Listed records =>
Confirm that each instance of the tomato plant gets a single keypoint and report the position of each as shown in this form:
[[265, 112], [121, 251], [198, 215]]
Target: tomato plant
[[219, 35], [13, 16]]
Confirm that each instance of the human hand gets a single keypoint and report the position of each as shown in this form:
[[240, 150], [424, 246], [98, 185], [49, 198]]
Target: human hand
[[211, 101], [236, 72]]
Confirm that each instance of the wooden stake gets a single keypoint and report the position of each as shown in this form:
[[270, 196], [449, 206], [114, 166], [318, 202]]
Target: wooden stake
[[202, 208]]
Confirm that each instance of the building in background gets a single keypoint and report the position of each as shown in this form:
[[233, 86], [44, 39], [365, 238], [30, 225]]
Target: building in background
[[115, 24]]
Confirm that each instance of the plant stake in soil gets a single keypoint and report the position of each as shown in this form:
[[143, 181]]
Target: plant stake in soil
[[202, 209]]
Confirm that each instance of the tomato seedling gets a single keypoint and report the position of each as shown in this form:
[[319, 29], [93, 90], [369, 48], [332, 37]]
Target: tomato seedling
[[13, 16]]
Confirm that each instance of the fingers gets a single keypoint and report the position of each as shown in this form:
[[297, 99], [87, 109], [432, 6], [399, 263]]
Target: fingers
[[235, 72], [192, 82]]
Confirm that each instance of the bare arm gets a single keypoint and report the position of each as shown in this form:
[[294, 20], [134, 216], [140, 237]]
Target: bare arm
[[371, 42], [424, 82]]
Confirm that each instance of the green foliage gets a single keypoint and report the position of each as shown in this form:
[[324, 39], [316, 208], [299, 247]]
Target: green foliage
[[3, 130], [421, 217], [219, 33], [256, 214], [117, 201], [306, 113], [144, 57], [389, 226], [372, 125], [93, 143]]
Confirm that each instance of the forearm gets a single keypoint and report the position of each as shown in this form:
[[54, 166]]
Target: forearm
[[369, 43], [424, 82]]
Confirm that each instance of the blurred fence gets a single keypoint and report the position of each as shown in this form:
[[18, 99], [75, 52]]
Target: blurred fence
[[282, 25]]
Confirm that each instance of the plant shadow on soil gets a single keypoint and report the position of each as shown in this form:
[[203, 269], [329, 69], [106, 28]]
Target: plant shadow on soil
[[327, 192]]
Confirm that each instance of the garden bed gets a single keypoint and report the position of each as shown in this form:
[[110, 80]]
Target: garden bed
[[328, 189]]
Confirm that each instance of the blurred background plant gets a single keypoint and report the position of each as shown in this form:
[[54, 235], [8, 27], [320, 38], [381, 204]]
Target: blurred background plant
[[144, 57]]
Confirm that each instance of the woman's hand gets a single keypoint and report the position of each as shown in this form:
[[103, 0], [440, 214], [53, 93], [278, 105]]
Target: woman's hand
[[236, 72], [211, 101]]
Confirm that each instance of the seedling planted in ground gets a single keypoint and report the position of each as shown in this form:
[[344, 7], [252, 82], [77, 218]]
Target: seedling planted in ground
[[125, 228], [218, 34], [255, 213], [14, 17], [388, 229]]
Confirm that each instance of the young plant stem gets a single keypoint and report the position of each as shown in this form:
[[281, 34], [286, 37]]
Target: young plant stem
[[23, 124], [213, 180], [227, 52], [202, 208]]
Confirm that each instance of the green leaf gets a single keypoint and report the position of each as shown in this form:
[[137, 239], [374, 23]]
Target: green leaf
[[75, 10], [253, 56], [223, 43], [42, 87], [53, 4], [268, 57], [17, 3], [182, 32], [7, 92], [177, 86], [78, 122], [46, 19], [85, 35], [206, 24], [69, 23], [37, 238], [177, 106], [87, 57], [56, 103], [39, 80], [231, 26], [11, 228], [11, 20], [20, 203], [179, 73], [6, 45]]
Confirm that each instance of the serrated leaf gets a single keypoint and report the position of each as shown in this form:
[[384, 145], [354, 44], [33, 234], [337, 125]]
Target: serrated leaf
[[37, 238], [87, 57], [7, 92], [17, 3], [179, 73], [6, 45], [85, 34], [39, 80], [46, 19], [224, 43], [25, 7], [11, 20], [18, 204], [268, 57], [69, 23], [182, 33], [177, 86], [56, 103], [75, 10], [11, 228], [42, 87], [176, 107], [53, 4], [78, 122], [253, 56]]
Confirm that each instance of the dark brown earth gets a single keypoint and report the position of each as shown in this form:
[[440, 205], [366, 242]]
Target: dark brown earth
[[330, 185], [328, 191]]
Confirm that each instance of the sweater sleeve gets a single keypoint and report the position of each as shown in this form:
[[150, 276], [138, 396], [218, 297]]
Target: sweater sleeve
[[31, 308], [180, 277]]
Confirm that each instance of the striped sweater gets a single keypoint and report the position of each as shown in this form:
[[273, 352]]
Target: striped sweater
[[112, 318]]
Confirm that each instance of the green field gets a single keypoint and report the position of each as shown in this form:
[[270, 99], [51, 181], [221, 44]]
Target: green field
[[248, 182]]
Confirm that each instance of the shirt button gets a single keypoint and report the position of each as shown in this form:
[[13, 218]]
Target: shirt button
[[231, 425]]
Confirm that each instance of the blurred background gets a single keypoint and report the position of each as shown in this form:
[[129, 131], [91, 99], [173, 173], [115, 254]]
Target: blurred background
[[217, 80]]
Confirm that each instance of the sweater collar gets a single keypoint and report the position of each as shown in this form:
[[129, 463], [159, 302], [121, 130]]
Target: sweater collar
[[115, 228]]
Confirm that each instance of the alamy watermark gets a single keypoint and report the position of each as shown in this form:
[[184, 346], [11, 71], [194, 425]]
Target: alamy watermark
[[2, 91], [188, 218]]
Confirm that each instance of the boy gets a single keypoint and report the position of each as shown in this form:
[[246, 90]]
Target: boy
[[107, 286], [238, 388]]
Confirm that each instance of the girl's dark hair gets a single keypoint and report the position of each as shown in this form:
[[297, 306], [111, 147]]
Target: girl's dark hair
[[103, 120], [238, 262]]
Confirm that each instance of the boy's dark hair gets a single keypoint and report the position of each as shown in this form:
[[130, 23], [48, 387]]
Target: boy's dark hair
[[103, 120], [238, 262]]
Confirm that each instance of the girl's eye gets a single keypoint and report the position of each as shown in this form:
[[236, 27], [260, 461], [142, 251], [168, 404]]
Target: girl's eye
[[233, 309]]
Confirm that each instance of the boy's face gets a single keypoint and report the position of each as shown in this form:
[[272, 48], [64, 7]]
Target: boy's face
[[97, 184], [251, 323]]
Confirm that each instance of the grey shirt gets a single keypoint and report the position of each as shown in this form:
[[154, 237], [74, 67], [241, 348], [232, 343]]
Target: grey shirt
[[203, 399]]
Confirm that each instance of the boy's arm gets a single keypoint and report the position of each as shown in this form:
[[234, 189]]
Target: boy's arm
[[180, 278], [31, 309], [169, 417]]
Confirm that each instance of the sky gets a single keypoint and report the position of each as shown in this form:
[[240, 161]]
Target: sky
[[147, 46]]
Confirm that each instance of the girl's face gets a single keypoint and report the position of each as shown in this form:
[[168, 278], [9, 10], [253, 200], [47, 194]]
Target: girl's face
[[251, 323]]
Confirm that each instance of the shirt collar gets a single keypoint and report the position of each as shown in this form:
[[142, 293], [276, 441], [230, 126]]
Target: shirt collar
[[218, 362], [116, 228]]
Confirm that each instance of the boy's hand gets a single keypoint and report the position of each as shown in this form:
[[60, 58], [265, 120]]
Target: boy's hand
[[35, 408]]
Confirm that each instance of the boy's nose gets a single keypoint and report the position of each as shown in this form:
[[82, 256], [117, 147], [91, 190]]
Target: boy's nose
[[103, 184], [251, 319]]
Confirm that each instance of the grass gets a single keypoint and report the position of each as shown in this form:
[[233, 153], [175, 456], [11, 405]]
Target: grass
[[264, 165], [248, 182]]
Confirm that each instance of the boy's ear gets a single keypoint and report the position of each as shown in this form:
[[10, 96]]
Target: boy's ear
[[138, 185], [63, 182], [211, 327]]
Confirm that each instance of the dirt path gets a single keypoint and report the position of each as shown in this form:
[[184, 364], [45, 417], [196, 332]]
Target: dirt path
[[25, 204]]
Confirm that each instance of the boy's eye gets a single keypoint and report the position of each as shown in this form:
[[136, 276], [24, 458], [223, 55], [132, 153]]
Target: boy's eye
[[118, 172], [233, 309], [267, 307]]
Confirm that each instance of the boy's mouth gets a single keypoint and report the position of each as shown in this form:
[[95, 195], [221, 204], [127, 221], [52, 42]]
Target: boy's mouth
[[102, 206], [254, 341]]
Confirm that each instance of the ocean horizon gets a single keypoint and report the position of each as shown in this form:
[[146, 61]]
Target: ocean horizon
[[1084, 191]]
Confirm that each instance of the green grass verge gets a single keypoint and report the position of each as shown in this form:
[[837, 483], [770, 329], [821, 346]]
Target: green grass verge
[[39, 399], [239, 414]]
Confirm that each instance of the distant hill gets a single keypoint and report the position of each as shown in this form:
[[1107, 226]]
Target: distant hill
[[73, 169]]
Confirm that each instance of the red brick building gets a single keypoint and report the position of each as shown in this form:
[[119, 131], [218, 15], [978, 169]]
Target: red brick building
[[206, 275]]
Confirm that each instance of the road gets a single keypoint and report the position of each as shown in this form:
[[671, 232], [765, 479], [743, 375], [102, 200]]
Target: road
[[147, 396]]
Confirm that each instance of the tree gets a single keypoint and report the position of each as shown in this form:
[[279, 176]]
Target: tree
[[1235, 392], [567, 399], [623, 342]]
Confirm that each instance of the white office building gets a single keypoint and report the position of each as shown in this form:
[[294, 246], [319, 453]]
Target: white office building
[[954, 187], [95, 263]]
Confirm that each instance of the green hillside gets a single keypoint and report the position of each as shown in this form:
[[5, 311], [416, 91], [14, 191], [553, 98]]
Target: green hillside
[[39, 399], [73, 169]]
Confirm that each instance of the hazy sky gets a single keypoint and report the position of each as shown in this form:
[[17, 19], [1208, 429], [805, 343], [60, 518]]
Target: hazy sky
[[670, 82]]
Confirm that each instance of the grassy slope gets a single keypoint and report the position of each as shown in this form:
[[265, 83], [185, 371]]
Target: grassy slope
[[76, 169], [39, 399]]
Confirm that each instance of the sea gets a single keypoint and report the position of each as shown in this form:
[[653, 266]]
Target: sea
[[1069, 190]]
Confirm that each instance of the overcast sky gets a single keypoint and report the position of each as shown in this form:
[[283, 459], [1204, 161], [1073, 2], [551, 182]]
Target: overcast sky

Task to complete =>
Reproduce, word for word, the lines of the material above. Begin at the line containing "Confirm that each instance of the human" and stop after the line containing "[[202, 209]]".

Output =>
Confirm that each instance of the human hand gets a single keypoint and report the position of each as shown in this form:
[[240, 150], [424, 246], [98, 185], [49, 198]]
Target: human hand
[[211, 101], [236, 72]]
Confirm that each instance of the wooden stake gets a single keypoint and report the position of each as shown in this form:
[[270, 196], [449, 206], [114, 166], [318, 202]]
Target: wooden stake
[[202, 208]]
Confirm that each instance of the building in background gets a single keypoint and report the position of each as shown in this form:
[[233, 86], [44, 39], [365, 238], [30, 225]]
Target: building in background
[[115, 24]]
Confirm that each instance of the plant stake in soil gets a single keypoint and report the position of each as shown in this form:
[[143, 181]]
Target: plant stake in soil
[[202, 209]]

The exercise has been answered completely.